Items listed in a dataset:
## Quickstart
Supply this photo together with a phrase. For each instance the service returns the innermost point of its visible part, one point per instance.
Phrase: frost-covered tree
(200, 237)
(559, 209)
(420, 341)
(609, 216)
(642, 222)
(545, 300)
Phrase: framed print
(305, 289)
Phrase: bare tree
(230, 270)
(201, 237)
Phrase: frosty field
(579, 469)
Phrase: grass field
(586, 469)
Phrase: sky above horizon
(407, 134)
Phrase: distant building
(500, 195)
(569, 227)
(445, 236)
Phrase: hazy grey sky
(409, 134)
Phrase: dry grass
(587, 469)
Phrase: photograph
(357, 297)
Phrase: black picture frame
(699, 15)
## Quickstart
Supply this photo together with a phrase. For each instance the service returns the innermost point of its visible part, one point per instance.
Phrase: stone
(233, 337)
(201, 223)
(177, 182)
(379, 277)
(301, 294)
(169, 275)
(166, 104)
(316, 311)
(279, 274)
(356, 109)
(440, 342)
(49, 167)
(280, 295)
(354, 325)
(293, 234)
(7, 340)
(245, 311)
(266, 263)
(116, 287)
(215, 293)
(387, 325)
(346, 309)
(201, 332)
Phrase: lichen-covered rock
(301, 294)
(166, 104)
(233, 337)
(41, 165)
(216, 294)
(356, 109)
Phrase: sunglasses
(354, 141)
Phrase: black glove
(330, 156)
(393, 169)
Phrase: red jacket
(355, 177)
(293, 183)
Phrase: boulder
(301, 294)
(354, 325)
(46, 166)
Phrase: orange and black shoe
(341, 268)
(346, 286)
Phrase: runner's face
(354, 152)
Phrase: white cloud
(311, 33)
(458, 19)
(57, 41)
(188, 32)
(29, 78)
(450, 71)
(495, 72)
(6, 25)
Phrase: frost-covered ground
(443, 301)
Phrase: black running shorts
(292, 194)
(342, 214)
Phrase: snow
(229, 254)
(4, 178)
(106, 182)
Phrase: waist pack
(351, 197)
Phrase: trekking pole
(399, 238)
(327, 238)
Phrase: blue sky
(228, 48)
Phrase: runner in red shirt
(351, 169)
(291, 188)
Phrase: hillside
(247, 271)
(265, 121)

» **What is needed**:
Only the lines from the one with "Phrase: lichen-covered rock" through the final line above belong in the answer, each retyped exactly.

» **Exercise result**:
Phrase: lichen-covered rock
(301, 294)
(166, 104)
(233, 337)
(41, 165)
(216, 294)
(356, 109)
Phrase: sunglasses
(354, 141)
Phrase: black glove
(330, 156)
(393, 169)
Phrase: red jacket
(355, 177)
(293, 183)
Phrase: boulder
(301, 294)
(354, 325)
(46, 166)
Phrase: orange and black shoe
(341, 268)
(346, 286)
Phrase: runner's face
(354, 152)
Phrase: white cloud
(311, 33)
(458, 19)
(57, 41)
(188, 32)
(29, 78)
(450, 71)
(495, 72)
(6, 25)
Phrase: frost-covered ground
(443, 301)
Phrase: black running shorts
(292, 194)
(342, 214)
Phrase: snow
(229, 254)
(4, 178)
(106, 182)
Phrase: waist pack
(351, 197)
Phrase: trekking pole
(399, 238)
(327, 238)
Phrase: blue sky
(228, 48)
Phrase: runner in red shirt
(351, 169)
(291, 188)
Phrase: hillside
(247, 271)
(265, 121)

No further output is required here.